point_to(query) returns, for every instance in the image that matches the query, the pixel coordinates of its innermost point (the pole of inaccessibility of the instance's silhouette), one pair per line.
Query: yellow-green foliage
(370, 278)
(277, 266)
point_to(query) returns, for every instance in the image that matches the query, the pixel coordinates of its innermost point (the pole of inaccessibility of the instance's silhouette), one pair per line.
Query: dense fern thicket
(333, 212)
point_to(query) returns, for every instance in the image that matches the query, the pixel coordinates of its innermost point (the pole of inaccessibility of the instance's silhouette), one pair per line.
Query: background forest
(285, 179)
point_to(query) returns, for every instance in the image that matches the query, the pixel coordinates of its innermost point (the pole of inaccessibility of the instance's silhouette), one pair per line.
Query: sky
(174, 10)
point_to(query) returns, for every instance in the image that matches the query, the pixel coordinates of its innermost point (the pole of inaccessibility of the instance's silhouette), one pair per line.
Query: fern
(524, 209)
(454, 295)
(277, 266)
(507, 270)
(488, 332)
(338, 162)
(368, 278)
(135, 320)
========================================================================
上の資料を全行書き出すこと。座標以外の行もそのまま残し、座標の数値だけをすべて2.5倍に拡大して、四捨五入で整数にする（.5は切り上げ）。

| 解答 |
point_to(query) returns, for every instance in the image that matches the query, the pixel coordinates of its innermost point (the pole of inaccessibility of the instance's silhouette), one pair per line.
Query: yellow-green foliage
(925, 695)
(693, 665)
point_to(query) returns, for every instance in the image that matches the query, the pixel coordinates of its innermost point (the pole of inaccessibility of the instance's silhouette), one pair per line.
Query: dense fern thicket
(833, 530)
point_to(query) returns, for every instance in the image that matches the query, the pixel coordinates of its innermost point (the pole of inaccessibility of the instance's silhouette), one pair per line.
Query: background forest
(713, 448)
point_to(query) returns, for every instance in the image that matches the query, the pixel coordinates of its innermost point (the pole of inaccessibility of the instance's silhouette), one pair per line.
Query: sky
(435, 25)
point_to(query) returns, for every instance in the image that matches the query, the pixel coordinates of its innermost point (the pole of inaccessibility of the instance's silhouette), one pair per line.
Query: fern
(1310, 523)
(1135, 738)
(693, 665)
(1268, 675)
(1220, 830)
(845, 405)
(920, 695)
(338, 800)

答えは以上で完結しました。